GIVEN INSTRUCTION A =>
Answer these questions about the review of the 4D Gaussian Splatting paper:
(i) On which two datasets were the experiments conducted?
(ii) How much of a PSNR increase does the review attribute to 4D spherical harmonics, and in which table?
(iii) Which recent methods are named as being outperformed?
GIVEN INSTRUCTION B =>
Carry on the review of the 4D Gaussian Splatting paper from the point where it stops.
--- start READING PASSAGE ---
Real-time Photorealistic Dynamic Scene Representation and Rendering with 4D Gaussian Splatting
摘要
评审与讨论
This work is on dynamic scene representation and rendering. The authors extend Gaussian Splatting to dynamic scenes by extending the 3D Gaussian formulation with , along with 4D spherindrical harmonics. Experiments are conducted on Plenoptic Video and D-NeRF dataset and demonstrate the effectiveness of the proposed method: more realistic and faster. Analysis shows that some primitive underlying 3D movement can be captured.
优点
- The extension of 3D Gaussian for dynamic scenes. It allows using 3D Gaussian to render dynamic scenes realistically.
- Overall the paper is clearly written and well explained in the motivation, design and implementation.
- Superior results compared to very recent SOTA methods include K-Planes, HexPlanes. Higher realism and speed.
缺点
- Concerns Regarding Novelty:
- The enhanced speed and realism seem to be primarily attributed to the power of Gaussian splatting, rather than the novel modules introduced.
- The implementation of 4D spherical harmonics appears to offer only a marginal improvement, as evidenced by the mere +0.2 PSNR increase in Table 3.
- The inclusion of time (t) in addition to spatial dimensions in the Gaussian model appears to be a straightforward extension, akin to extending TensoRF’s triplanes to K-planes.
- Modeling Concerns:
- I have reservations about the authors’ approach of modeling the 4D Gaussian by treating space (xyz) and time (t) equally. This seems to suggest that each Gaussian fades in, peaked at and out, as indicated by the term in Equations 4 and 10. This is not grounded in physical reality, where Gaussians are expected to move through space rather than appearing and disappearing abruptly.
--- end READING PASSAGE ---
--- start SOURCE DATA ---
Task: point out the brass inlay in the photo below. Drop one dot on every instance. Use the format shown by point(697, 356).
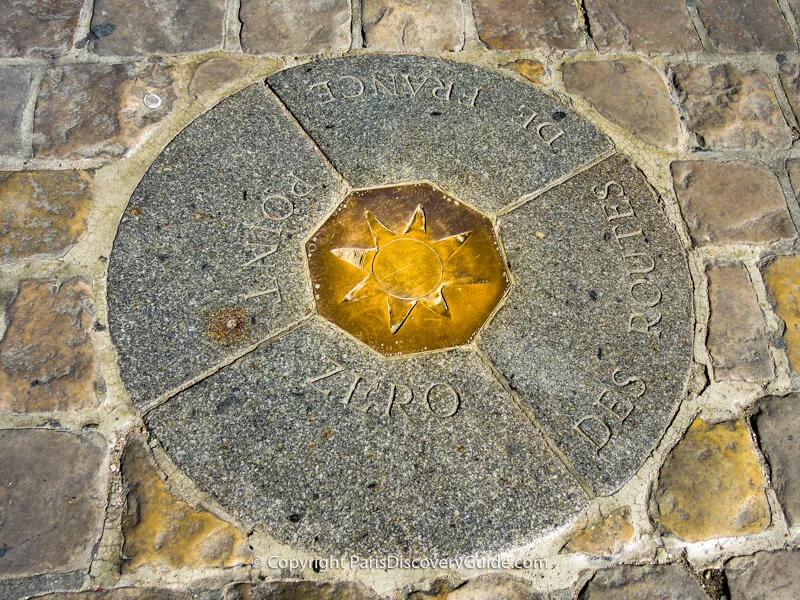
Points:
point(406, 269)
--- end SOURCE DATA ---
OUTPUT A =>
(i) Plenoptic Video and D-NeRF
(ii) +0.2 PSNR, in Table 3
(iii) K-Planes and HexPlanes

OUTPUT B =>
- Consequently, I think this extension mainly increases the model’s capacity to incorporate time and I question whether the proposed approach can yield consistent results in more complex scenarios (e.g., higher moving speeds, sparse observations).
That being said, I think there are more effective ways to extend 3D Gaussian splatting for dynamics with a more accurate and physically-grounded representation. Nevertheless, I still consider this work to be above the bar in this field, providing some insights for the community.
问题
I know these are concurrent work (one even come after ICLR submission deadline). It would be admired if you can add in the final version about comparison to the following two works on extending Gaussian splatting for dynamic scenes. I have no conflict of interests to these works.
- 4D Gaussian Splatting for Real-Time Dynamic Scene Rendering. https://arxiv.org/pdf/2310.08528.pdf
- Dynamic 3D Gaussians: Tracking by Persistent Dynamic View Synthesis https://arxiv.org/pdf/2308.09713.pdf
Besides, it would be appreciated if you can apply the proposed method on any urban scenes (e.g. KITTI, Waymo dataset). These are the more challenging and common dynamic scenes in real world.
We thank the reviewer for the positive and detailed review as well as the suggestions for improvement. Our response to the reviewer’s comments is below:
Q1: The comparison with the concurrent work.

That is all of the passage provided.